# [SELECTED TEXT]
Moderate US economic growth expected in second quarter
2023.07.27 03:10
© Reuters. FILE PHOTO: People line up outside a newly reopened career center for in-person appointments in Louisville, U.S., April 15, 2021. REUTERS/Amira Karaoud/File Photo
By Lucia Mutikani
WASHINGTON (Reuters) – The U.S. economy likely maintained a moderate pace of growth in the second quarter as labor market resilience underpinned consumer spending, while businesses boosted investment in equipment and built more factories, potentially keeping a much-feared recession at bay.
The Commerce Department’s snapshot of second-quarter gross domestic product on Thursday is also expected to show the housing market slump nearing an end. Outside the housing market and manufacturing, the economy has largely weathered the 525 basis points in interest rate hikes from the Federal Reserve since March 2022 as the U.S. central bank battled inflation.
Economists have since late 2022 been forecasting a downturn, but with price pressures retreating, some now believe that the soft-landing scenario for the economy envisaged by the Fed is feasible. The central bank on Wednesday raised its policy by 25 basis points to a 5.25%-5.50% range.

# [EXERCISE DATA]
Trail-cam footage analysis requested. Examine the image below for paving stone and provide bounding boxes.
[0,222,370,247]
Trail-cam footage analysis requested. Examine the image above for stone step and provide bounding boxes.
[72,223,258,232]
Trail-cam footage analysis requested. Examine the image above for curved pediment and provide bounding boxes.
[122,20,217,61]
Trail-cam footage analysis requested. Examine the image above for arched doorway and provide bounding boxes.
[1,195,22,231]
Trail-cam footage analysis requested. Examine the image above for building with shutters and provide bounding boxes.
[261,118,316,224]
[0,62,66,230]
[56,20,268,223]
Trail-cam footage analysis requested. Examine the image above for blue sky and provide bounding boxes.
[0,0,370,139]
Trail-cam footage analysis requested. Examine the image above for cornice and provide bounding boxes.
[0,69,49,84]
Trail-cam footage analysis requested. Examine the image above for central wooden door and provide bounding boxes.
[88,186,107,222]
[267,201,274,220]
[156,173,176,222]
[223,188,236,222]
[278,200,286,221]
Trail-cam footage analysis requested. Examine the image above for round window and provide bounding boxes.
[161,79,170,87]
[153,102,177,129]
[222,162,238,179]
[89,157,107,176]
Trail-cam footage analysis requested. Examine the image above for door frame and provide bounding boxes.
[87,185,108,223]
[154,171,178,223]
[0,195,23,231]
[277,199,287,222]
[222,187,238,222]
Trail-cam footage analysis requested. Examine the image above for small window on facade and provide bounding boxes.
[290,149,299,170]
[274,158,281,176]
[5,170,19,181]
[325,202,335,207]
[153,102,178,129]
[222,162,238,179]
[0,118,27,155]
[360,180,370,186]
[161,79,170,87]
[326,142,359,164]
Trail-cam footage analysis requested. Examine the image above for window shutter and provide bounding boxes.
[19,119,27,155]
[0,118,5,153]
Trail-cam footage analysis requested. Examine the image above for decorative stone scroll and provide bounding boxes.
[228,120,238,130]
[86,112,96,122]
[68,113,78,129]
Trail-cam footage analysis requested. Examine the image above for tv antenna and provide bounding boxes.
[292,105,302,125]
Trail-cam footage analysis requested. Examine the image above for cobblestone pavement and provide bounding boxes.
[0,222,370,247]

# [TASK]
Repeat word for word the passage of the article on second-quarter U.S. economic growth, starting with "The Commerce Department’s" and going on through "bank battled inflation.".

# [SOLUTION FOR THIS TASK]
The Commerce Department’s snapshot of second-quarter gross domestic product on Thursday is also expected to show the housing market slump nearing an end. Outside the housing market and manufacturing, the economy has largely weathered the 525 basis points in interest rate hikes from the Federal Reserve since March 2022 as the U.S. central bank battled inflation.